**WHAT TO PRODUCE:** Down to the last character, write out the records below.

[[ DATA SHOWN, beginning ]]

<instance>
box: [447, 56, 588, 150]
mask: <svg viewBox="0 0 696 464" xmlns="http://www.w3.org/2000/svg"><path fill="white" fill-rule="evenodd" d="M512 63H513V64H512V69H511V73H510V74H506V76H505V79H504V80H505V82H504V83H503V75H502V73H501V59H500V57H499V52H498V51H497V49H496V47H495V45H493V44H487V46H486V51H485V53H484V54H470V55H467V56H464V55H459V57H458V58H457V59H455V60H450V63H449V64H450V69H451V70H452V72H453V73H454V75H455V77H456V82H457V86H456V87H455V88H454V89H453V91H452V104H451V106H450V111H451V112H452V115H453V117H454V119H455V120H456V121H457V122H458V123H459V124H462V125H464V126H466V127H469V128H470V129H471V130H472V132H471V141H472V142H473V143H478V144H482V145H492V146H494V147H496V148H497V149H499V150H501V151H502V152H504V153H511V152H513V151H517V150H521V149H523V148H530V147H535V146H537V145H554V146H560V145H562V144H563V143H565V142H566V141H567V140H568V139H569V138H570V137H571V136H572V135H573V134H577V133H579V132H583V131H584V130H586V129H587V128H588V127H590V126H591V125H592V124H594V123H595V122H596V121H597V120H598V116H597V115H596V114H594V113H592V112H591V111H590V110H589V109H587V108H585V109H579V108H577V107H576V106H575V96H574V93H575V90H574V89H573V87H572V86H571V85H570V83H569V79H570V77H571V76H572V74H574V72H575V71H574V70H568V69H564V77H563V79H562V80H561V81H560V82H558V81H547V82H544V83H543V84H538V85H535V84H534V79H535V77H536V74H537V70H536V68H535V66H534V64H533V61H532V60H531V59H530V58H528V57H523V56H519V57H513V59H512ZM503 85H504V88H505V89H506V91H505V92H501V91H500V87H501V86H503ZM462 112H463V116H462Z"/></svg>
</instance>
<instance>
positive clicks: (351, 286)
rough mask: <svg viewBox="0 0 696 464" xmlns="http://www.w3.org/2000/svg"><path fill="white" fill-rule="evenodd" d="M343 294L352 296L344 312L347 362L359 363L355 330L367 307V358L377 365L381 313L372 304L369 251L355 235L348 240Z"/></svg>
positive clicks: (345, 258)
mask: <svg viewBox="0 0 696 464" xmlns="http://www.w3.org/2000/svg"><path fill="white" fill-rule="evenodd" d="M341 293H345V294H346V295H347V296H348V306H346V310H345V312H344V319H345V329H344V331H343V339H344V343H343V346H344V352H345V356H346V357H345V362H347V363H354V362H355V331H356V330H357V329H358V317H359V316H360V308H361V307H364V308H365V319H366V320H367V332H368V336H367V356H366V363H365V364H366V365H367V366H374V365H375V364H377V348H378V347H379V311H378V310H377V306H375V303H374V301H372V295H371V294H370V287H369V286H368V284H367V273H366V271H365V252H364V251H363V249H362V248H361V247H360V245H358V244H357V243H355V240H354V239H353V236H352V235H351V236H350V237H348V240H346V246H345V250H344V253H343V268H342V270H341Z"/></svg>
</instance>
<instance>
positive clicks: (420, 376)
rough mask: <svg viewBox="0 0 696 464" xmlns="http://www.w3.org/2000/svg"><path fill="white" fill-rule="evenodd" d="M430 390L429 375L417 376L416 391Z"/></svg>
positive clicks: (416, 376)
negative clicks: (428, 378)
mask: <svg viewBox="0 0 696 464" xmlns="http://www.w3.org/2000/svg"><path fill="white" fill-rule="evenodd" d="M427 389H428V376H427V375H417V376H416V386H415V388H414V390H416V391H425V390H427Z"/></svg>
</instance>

[[ DATA SHOWN, end ]]

**WORKED SOLUTION:**
<instance>
box: [447, 56, 588, 150]
mask: <svg viewBox="0 0 696 464" xmlns="http://www.w3.org/2000/svg"><path fill="white" fill-rule="evenodd" d="M512 63H513V64H512V69H511V73H510V74H506V76H505V79H504V80H505V82H504V83H503V75H502V73H501V59H500V57H499V52H498V51H497V49H496V47H495V45H493V44H487V46H486V51H485V53H484V54H470V55H467V56H464V55H459V57H458V58H457V59H455V60H450V63H449V64H450V69H451V70H452V72H453V73H454V75H455V77H456V82H457V86H456V87H455V88H454V89H453V91H452V104H451V106H450V111H451V112H452V115H453V117H454V119H455V120H456V121H457V122H458V123H459V124H462V125H464V126H466V127H469V128H470V129H471V130H472V132H471V141H472V142H473V143H478V144H482V145H492V146H494V147H496V148H497V149H499V150H501V151H502V152H504V153H511V152H513V151H517V150H521V149H523V148H530V147H535V146H537V145H554V146H560V145H562V144H563V143H565V142H566V141H567V140H568V139H569V138H570V137H571V136H572V135H573V134H577V133H579V132H583V131H584V130H586V129H587V128H588V127H590V126H591V125H592V124H594V123H595V122H596V121H597V120H598V116H597V115H596V114H594V113H592V112H591V111H590V110H589V109H587V108H585V109H579V108H577V107H576V106H575V96H574V93H575V90H574V89H573V87H572V86H571V85H570V83H569V79H570V77H571V76H572V74H574V72H575V71H574V70H568V69H564V77H563V79H562V80H561V81H560V82H558V81H547V82H544V83H543V84H538V85H535V84H534V79H535V77H536V74H537V70H536V68H535V66H534V64H533V61H532V60H531V59H530V58H528V57H523V56H519V57H513V59H512ZM503 85H504V88H505V89H506V91H505V92H501V91H500V87H501V86H503ZM462 112H463V116H462Z"/></svg>
</instance>
<instance>
positive clicks: (351, 286)
rough mask: <svg viewBox="0 0 696 464" xmlns="http://www.w3.org/2000/svg"><path fill="white" fill-rule="evenodd" d="M343 294L352 296L344 312L347 362L359 363L355 330L367 307V358L377 365L381 313L372 304L369 251L355 235L348 240Z"/></svg>
positive clicks: (345, 258)
mask: <svg viewBox="0 0 696 464" xmlns="http://www.w3.org/2000/svg"><path fill="white" fill-rule="evenodd" d="M341 293H345V294H346V295H347V296H348V306H346V310H345V312H344V319H345V329H344V331H343V339H344V343H343V346H344V352H345V356H346V357H345V362H347V363H354V362H355V331H356V330H357V329H358V317H359V316H360V308H361V307H364V308H365V319H366V320H367V332H368V336H367V356H366V363H365V364H366V365H367V366H374V365H375V364H377V348H378V347H379V311H378V310H377V306H375V303H374V301H372V295H371V294H370V287H369V286H368V284H367V273H366V271H365V252H364V251H363V249H362V248H361V247H360V245H358V244H357V243H355V240H354V239H353V236H352V235H351V236H350V237H348V240H346V246H345V250H344V253H343V268H342V270H341Z"/></svg>
</instance>
<instance>
positive clicks: (420, 376)
rough mask: <svg viewBox="0 0 696 464" xmlns="http://www.w3.org/2000/svg"><path fill="white" fill-rule="evenodd" d="M430 390L429 375L417 376L416 391Z"/></svg>
positive clicks: (416, 376)
negative clicks: (428, 378)
mask: <svg viewBox="0 0 696 464" xmlns="http://www.w3.org/2000/svg"><path fill="white" fill-rule="evenodd" d="M427 389H428V376H427V375H417V376H416V386H415V388H414V390H416V391H425V390H427Z"/></svg>
</instance>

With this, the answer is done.